Things to do:
- A) In the battery-monitoring text, what is the lowest battery terminal voltage at which the regulator 104 stays operational?
- B) Extend the battery-monitoring text past its final sentence.

Document:

----------

In the first embodiment, shown in FIG. 5, the processor 116, in step 208,
is adapted to determine from the battery monitor 114 the terminal voltage
103 of the battery 102. In step 210, the processor 116 determines whether
the terminal voltage 103 of the battery 102 measured by the battery
monitor 114 is above a predetermined threshold. In the present example,
the predetermined threshold is preferably determined according to, for
example, the desired operating voltages of the charge pump 112 and the
regulator 104, the load current presented by the processor 116 and the
radio receiver 108 during operation, and the change in the internal series
resistance (Rs) of the battery 102 (shown in FIG. 1) as energy from the
battery 102 is discharged. Each of these effects on the life of a battery
may be measured experimentally, and by way of statistics, an appropriate
predetermined threshold can be derived that achieves two goals: successful
operation of all circuits of the SCR 100 during normal operation, while
contemporaneously utilizing the battery 102 in a manner that optimizes the
battery life of the SCR 100. It will be appreciated, however, that more
sophisticated methods for determining a predetermined threshold may be
employed by the present invention.
In most applications, the charge pump 112 shown in FIG. 1 can operate below
a 1V battery terminal voltage 103. This, however, is not the case for the
regulator 104, which must generate a steady and relatively noise-free 1V
signal 107 to the radio receiver 108. Some 1V regulators, such as the one
shown in FIG. 1, can generate a noise free 1V signal as long as the
battery terminal voltage 103 is at least 50 millivolts (mV) above the
desired operating voltage of the regulator 104. Hence, the regulator 104
is operational as long as the terminal voltage 103 of the battery 102 is
at or above 1.05 V.
However, as mentioned earlier, once the terminal voltage of a battery
lowers, its internal resistance (Rs) rises. Recalling that the SCR 100
strobes the radio receiver 108 "on" and "off" periodically, when the radio
receiver 108 is powered on, it is possible, for example, that a large
inrush current (e.g., 80 mA) caused by charging of the discharged
capacitor 105 is presented to the battery 102. As a result of the inrush
current, and a high internal resistance (Rs) of the battery 102, the
terminal voltage 103 can drop below the minimum supply voltage tolerated
by the regulator 104 (e.g., 1.05 V), thereby causing output 107 of the
regulator 104 to fall below 1V. Prior art systems avoid this condition by
preventing operation of the SCR 100, and by alerting its user to replace
the battery 102 with a fresh battery. This method, however, results in a
premature notification to the user of the SCR 100 that the battery 102
must be replaced, thereby reducing the effective battery life of the SCR
100.

----------

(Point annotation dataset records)
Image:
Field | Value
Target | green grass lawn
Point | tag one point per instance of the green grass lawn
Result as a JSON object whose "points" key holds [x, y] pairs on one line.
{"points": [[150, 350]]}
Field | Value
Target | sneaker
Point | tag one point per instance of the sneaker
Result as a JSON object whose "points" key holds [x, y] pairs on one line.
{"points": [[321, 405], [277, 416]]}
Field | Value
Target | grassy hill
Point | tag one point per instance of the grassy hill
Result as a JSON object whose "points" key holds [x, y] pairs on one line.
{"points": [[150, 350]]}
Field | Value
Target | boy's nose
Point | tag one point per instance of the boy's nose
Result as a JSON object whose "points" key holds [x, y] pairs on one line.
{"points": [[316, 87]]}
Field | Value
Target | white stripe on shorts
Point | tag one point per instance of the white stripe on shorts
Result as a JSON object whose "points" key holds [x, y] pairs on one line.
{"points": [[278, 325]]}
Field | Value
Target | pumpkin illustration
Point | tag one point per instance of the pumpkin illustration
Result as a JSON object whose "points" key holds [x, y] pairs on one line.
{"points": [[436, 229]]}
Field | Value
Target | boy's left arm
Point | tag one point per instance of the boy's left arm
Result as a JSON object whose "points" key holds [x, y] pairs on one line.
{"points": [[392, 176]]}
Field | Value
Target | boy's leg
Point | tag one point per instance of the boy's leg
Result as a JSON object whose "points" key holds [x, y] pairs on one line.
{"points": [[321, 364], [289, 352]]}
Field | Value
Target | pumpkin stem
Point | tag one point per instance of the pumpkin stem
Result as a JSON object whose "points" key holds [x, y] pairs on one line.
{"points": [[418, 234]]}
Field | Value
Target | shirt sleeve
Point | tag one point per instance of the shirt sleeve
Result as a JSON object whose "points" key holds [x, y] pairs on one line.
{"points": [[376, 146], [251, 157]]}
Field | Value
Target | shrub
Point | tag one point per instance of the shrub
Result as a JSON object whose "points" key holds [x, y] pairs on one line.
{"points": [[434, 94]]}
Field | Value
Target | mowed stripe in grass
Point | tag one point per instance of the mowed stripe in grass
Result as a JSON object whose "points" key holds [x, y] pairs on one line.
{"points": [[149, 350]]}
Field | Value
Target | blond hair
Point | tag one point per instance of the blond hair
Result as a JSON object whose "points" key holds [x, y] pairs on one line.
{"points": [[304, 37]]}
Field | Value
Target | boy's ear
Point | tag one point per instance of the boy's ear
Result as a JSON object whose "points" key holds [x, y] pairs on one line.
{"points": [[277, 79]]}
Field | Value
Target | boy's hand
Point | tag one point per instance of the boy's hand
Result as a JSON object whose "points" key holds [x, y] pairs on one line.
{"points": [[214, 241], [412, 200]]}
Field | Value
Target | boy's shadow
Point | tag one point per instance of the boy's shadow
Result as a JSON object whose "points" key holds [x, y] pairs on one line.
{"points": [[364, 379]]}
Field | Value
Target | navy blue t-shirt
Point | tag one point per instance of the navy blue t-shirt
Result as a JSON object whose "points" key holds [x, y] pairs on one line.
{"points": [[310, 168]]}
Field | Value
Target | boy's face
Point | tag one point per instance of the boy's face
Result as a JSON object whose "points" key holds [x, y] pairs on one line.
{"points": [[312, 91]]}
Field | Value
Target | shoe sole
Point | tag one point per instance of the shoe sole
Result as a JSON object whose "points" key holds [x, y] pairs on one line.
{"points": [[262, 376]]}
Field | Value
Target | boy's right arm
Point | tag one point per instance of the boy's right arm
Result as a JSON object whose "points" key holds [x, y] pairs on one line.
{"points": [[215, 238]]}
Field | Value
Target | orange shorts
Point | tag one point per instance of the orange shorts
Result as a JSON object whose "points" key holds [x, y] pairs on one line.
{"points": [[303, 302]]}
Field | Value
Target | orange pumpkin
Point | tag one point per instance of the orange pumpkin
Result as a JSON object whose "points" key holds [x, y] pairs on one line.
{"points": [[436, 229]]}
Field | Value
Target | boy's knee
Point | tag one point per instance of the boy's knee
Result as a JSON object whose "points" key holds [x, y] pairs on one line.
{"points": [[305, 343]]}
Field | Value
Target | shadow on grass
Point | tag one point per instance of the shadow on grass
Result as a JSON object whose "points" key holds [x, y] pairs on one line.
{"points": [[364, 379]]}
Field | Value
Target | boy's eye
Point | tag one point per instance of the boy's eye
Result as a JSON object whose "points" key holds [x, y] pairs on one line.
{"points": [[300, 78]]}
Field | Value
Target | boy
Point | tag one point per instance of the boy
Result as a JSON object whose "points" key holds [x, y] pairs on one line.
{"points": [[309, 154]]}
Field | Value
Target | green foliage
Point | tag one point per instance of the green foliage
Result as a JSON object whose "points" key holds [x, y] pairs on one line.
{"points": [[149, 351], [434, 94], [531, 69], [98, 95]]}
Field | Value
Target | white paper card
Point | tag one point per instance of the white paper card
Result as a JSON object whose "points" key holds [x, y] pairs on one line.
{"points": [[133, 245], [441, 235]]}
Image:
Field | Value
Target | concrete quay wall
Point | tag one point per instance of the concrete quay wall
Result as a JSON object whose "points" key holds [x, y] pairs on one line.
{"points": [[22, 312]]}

----------

Solved tasks:
- A) 1.05 V

- B)
To avoid this, and to take advantage of the untapped energy remaining in
the battery 102, the processor 116 initializes the regulator 104 to supply
varying limited currents to the radio receiver 108 at varying warm-up
intervals. That is, when the processor 116 in step 210 detects that the
terminal voltage 103 of the battery 102 is above the predetermined
threshold (e.g., 1.2 V), which is indicative of a fresh battery (e.g., 1.4
V), then the regulator 104 in step 212 is configured to supply a first
limited current (e.g., 15 mA) to the radio receiver 108 and the capacitor
105. The regulator 104 is then enabled in step 214 to supply the first
limited current to the radio receiver 108 and the capacitor 105 for a
first predetermined time (e.g., a warm-up time of 4 ms) in step 216. After
the radio receiver 108 has been warmed up, it is ready to receive messages
in step 224. A fast warm-up of the radio receiver 108 is preferred because
it maximizes the "off" time of the radio receiver 108, thereby
significantly extending the battery life of the SCR 100. However, when the
internal resistance (Rs) of the battery 102 is high, indicative of a
substantially discharged battery, an alternative approach must be applied
to further extend the battery life of the SCR 100.
A high internal resistance (Rs) is detected by the processor 116 in step
210 by monitoring when the terminal voltage 103 of the battery 102 reaches
a voltage at or below the predetermined threshold (e.g., 1.2 V). Once the
terminal voltage 103 is detected at or below the predetermined threshold,
the processor 116 proceeds to step 218 where it configures the regulator
104 to supply a second limited current (e.g., 10 mA) to the radio receiver
108 and the capacitor 105. The regulator 104 is then enabled in step 220
to supply the second limited current to the radio receiver 108 and the
capacitor 105 for a second predetermined time (e.g., a warm-up time of 5
ms) in step 222 until it is ready to receive messages in step 224.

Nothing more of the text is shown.